*** Opening Passage provided ***

Someone with experience running a startup that has no moat probably does have some relevant experience in that area.

TrackerFF an hour ago | parent | prev | next [-]

It isn’t that long ago that AI was heavily gatekept and had some serious barriers of entry, due to its origins from academia.

I figure most of these are working on products, rather that deep frontier research.

lokimedes 2 hours ago | parent | prev | next [-]

I actually have experience with that stuff, “old school” deep learning and ML as well. Is that something worth joining the fray with I wonder? Or is it as you point out really only the richly connected “locals” that are recruited?

buckhx 2 hours ago | parent [-]

Not to try to grab any pity, but I have pretty deep experience in the GPU optimization space and have not been able to even get an engineering screen even with referrals.

sigbottle an hour ago | parent [-]

I have a sinking feeling that AI models have gotten so good internally, and/or the GPU guys in their labs have found a good enough processes, that AI is doing the research behind the doors right now (it should be at least capable, at heuristic optimization problems that are benchmarkable), while the hard part of their business is the political game: convincing other companies to buy into AI, integrations, trying to gather more data where they can.

cliglot 2 hours ago | parent | prev | next [-]

> I’m not surprised that these companies are well funded and hiring a lot of people. I’m surprised that they chose to hire the people who were previously making “Uber but for dogs” gimmick apps and not just hollowing out the HPC specialists from national labs.

Culture. The Uber for Dogs idiots will gulp down the kool-aid like they’re dying in the dessert.

rvz 2 hours ago | parent | prev | next [-]

> The question I have is why are these companies hiring these people and what does it say about their hiring practices and the amount of capital they’re poorly spending?

*** Closing Passage provided ***
*** Opening Records provided ***

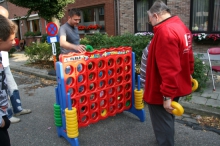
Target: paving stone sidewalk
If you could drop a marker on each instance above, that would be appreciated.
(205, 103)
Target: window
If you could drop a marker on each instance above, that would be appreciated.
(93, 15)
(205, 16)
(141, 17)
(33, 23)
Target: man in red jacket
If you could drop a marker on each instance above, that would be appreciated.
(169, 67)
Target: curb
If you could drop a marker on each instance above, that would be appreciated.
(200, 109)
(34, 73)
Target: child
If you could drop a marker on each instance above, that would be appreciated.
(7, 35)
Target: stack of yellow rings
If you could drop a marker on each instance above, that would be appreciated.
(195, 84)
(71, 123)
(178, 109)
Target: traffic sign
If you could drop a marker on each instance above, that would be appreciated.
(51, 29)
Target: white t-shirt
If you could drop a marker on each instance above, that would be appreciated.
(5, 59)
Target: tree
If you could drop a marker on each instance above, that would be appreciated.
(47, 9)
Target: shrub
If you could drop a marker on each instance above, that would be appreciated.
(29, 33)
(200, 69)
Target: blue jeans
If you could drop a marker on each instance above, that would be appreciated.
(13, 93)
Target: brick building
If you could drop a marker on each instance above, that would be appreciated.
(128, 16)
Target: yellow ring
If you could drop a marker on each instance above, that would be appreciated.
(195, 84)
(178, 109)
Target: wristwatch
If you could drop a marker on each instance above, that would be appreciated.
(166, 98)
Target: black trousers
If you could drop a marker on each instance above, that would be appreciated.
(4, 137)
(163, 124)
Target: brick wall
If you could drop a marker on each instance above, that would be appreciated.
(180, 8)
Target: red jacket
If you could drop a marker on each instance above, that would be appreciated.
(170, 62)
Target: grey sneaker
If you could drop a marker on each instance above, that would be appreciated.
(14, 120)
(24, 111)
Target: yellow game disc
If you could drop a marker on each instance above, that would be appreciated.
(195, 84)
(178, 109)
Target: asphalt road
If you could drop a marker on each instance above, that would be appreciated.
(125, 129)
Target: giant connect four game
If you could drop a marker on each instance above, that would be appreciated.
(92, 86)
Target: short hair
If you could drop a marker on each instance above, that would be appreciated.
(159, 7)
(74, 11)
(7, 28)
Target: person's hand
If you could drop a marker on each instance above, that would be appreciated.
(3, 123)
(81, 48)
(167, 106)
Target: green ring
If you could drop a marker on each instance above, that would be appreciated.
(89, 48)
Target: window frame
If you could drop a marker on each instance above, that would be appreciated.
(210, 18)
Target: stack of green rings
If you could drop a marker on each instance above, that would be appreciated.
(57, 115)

*** Closing Records provided ***
*** Opening Records provided ***

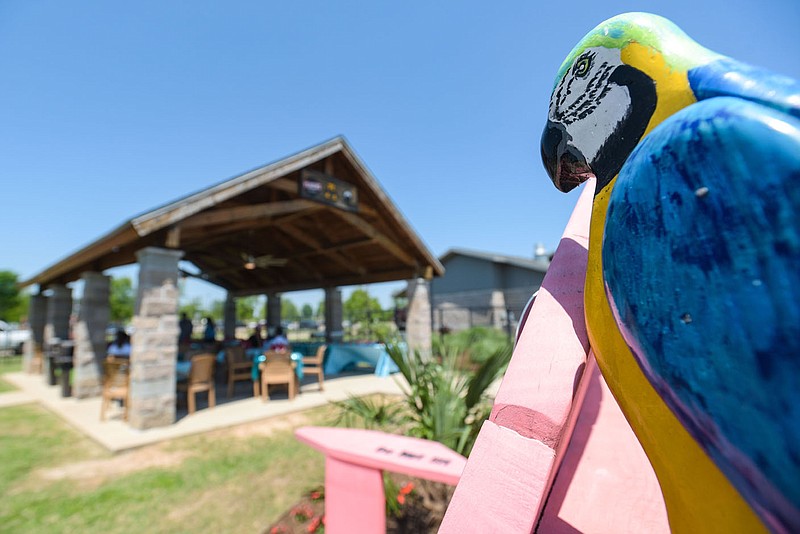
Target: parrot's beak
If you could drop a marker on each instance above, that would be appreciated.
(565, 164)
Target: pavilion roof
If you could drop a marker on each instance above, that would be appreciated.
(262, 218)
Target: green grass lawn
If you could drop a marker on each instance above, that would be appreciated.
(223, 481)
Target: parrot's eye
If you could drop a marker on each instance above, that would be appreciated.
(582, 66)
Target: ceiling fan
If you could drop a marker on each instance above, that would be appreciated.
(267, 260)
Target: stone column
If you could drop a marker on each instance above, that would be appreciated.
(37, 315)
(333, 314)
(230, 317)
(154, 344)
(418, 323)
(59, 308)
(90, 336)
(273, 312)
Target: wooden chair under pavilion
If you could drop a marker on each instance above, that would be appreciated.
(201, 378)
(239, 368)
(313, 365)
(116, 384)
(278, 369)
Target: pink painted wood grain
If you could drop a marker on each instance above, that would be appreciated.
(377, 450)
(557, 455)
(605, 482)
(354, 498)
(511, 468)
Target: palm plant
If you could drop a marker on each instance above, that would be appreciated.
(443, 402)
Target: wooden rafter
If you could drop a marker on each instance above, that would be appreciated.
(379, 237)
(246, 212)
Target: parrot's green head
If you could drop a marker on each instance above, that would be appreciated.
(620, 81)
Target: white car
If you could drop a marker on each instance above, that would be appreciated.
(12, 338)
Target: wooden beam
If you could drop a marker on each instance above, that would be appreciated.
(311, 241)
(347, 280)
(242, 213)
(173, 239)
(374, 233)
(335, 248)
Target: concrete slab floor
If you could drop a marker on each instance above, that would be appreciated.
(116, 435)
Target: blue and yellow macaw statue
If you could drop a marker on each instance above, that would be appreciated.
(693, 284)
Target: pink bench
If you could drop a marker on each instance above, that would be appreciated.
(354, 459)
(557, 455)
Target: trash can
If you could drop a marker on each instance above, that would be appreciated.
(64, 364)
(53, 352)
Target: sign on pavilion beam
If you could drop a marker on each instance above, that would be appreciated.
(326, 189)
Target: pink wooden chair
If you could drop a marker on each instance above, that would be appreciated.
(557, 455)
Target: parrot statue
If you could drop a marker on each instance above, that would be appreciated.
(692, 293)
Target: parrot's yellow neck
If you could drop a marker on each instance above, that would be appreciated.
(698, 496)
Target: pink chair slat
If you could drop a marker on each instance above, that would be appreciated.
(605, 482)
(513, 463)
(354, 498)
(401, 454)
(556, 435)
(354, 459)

*** Closing Records provided ***
*** Opening Records provided ***

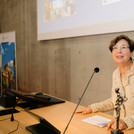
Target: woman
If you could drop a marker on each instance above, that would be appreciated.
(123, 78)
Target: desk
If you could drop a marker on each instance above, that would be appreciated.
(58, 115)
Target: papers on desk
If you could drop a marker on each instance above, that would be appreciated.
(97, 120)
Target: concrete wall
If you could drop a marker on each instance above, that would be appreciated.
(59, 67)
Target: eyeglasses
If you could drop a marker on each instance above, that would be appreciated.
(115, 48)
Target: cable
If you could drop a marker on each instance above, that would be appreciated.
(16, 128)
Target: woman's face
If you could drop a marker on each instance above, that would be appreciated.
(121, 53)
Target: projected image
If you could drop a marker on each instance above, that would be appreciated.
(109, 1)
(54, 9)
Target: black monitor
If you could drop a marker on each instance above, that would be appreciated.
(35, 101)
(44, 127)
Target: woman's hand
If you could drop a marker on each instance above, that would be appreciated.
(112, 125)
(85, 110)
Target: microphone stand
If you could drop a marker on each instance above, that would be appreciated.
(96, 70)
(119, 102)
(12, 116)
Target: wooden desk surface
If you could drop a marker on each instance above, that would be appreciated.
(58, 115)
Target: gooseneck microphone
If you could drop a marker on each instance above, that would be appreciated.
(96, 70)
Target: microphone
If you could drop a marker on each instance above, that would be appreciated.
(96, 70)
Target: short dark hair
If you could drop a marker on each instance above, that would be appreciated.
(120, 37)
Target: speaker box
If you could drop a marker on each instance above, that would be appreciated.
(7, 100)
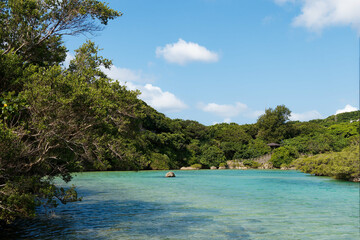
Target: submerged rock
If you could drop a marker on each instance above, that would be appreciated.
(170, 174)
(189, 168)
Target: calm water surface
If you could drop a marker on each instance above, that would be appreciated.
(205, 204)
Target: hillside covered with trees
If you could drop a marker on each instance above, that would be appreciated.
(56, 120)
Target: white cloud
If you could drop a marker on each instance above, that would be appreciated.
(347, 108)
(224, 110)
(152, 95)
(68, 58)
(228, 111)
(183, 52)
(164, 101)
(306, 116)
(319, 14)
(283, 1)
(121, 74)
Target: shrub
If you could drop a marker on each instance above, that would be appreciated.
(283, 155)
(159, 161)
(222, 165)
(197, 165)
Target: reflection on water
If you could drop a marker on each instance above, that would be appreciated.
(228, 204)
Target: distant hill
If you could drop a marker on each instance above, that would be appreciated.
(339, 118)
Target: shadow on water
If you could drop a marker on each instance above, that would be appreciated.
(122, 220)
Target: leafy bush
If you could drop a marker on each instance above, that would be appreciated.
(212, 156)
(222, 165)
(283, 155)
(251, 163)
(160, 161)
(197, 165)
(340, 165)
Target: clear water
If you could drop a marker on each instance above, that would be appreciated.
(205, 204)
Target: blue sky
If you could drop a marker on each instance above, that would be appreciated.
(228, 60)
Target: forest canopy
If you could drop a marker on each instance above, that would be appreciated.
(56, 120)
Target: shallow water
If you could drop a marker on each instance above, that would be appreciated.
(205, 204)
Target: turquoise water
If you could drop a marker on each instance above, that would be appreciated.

*** Closing Records provided ***

> [Using the information]
A – In the discussion thread about AI company hiring, what kind of experience does buckhx report having?
B – Pick up the discussion thread about AI company hiring from its last line and keep it going.

> [Responses for each task]
A – Pretty deep experience in the GPU optimization space.

B –
They are hiring for sales.

lenerdenator 3 hours ago | parent | prev | next [-]

Silicon Valley is not about having specialists or knowledge. It's about having connections and charisma.

Is this causing massive problems for us as a society? Of course, but no one seems to want to do anything about it, so here we are.

nickysielicki 2 hours ago | parent [-]

I mean, what are you suggesting “someone” should do about it? The companies can spend their money however they want, and if they want to hire a bunch of product people from YC startups nobody can stop them.

I’m just surprised they need this many of them. What do they do all day? And who is left to manage their hundreds of thousands of servers?

sigbottle an hour ago | parent | next [-]

A lot of the AI game is still integrations and getting entrenched in processes. It has the double whammy that you get to train on their data (not talking about ALL enterprise contracts - but cursor pretty explicitly has this business model. So I'd imagine some enterprise contracts have this.)

classified 2 hours ago | parent | prev | next [-]

> What do they do all day?

Breeding product ideas? ChatGPT, but for dogs?

> And who is left to manage their hundreds of thousands of servers?

They learned from Elon how to get by with a skeleton crew?

nickysielicki 2 hours ago | parent [-]

I’m just surprised that the people actually keeping the business operating and the tokens flowing don’t resent these product people for sitting around all day coming up with ideas for the same TC package as the people putting out ops fires and bringing new capacity online all day every day. I feel like the actual engineers are probably getting shortchanged.

pixl97 2 hours ago | parent [-]

As with anything else, they may resent, but the check still cashes at the end of the week.

Slartie 2 hours ago | parent | prev [-]

> What do they do all day?

Same as they were doing in their startups: burn mon..., eh, tokens.

> And who is left to manage their hundreds of thousands of servers?

AI, of course.

preisschild an hour ago | parent | prev [-]

Probably because they want snake oil salesman

Why spend to resources to invent AGI when you can just gaslight the whole world by telling everyone that LLMs are already better than people?